--- start of Data for processing ---
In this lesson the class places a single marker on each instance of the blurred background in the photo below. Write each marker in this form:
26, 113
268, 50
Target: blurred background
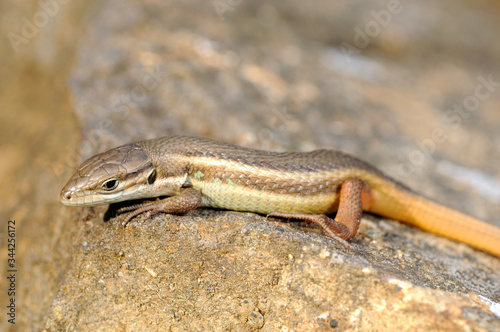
411, 86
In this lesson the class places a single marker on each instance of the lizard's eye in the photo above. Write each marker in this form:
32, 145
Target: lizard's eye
152, 177
110, 184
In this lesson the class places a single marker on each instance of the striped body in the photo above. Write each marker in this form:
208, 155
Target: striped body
231, 177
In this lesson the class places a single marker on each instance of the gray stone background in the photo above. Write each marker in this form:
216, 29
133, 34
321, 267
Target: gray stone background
412, 87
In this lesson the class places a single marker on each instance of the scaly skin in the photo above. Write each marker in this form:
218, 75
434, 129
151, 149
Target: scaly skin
200, 172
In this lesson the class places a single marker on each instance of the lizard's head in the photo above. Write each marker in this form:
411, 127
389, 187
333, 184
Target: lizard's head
116, 175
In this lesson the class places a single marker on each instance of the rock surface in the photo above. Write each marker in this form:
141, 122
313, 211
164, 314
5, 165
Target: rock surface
378, 80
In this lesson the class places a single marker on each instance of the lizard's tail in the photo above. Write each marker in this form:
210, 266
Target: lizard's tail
392, 202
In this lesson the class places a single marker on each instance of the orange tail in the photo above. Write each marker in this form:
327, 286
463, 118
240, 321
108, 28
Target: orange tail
392, 202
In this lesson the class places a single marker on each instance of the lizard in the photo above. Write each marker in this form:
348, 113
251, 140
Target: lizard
185, 173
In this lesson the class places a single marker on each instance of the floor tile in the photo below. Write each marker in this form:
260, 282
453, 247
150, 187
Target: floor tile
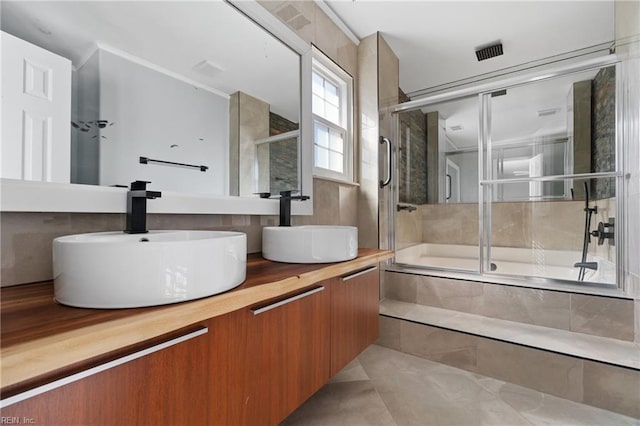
387, 387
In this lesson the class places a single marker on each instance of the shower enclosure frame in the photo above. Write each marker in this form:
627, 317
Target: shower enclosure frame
485, 185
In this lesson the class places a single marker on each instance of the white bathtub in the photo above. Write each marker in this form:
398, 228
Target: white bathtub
535, 262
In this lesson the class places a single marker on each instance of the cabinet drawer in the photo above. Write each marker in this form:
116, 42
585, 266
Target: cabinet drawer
355, 305
131, 389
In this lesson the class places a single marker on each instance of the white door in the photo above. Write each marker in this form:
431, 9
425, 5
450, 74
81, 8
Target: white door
452, 189
36, 112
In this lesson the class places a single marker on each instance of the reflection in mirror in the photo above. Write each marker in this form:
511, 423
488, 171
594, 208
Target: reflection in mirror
559, 126
144, 79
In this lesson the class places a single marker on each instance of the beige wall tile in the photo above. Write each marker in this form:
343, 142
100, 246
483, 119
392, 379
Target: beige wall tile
531, 306
612, 388
367, 122
556, 225
511, 225
440, 345
389, 75
457, 295
450, 223
543, 371
349, 206
27, 241
401, 287
27, 237
389, 333
603, 316
409, 228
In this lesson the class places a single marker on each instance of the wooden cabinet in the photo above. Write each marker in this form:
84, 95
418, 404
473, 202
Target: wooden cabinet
355, 301
162, 382
283, 347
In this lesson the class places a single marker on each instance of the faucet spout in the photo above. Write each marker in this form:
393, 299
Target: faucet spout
137, 207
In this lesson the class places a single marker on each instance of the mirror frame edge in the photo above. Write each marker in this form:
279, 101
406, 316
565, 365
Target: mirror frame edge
36, 196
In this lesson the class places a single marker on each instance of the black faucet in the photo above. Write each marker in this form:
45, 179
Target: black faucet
285, 206
137, 207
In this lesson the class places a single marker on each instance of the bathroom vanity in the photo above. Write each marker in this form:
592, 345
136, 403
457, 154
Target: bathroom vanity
248, 356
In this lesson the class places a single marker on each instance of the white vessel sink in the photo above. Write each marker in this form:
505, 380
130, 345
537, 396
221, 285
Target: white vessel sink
309, 244
118, 270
--- end of Data for processing ---
» **Exercise directions**
Copy out every line from the one containing "of the reflection" to the end of the material, both ends included.

» **The output**
In this lesson the class places a single marker on each instance of the reflection in mirror in the photo above. Write each marker in this form:
511, 423
488, 171
594, 208
Target: reflection in mirror
559, 126
144, 79
In this lesson the class places a single marker on each instance of the beige wall tile in the photo above. Write each marker in this form:
343, 142
100, 246
483, 119
392, 379
Target: beige wall tile
531, 306
612, 388
367, 122
556, 225
511, 225
440, 345
389, 75
457, 295
450, 223
543, 371
349, 206
27, 241
401, 287
27, 237
389, 333
603, 316
409, 228
In this lesson the class places a single marker on each instance of the wooden cabinet in the photo above. Write each marker in this form:
84, 95
418, 404
473, 202
Target: wooden cabinet
355, 301
162, 382
283, 347
In this lesson the class places a single marker on each instance of the faucet spout in the photo above. Write each marker in this form:
393, 299
Target: faucet spout
137, 207
In this lesson the class places a single marker on each instance of the mirror frame edge in the photo above. Write each marker in this form:
279, 101
406, 316
565, 365
Target: mirror frame edge
36, 196
In this lesson the class places a single marker on each instance of the black faucet in the photo above. Write each marker in this form:
45, 179
Target: black faucet
285, 206
137, 207
In this lesson the class places a single marker on each instance of the bathroom vanity in the photo above. Write each marker in this form:
592, 345
136, 403
457, 154
Target: bathroom vanity
248, 356
In this lesson the class places a single marker on each instance of the white vessel sink in the photo above. Write each marker in this form:
505, 380
130, 345
537, 396
221, 285
Target: white vessel sink
309, 244
118, 270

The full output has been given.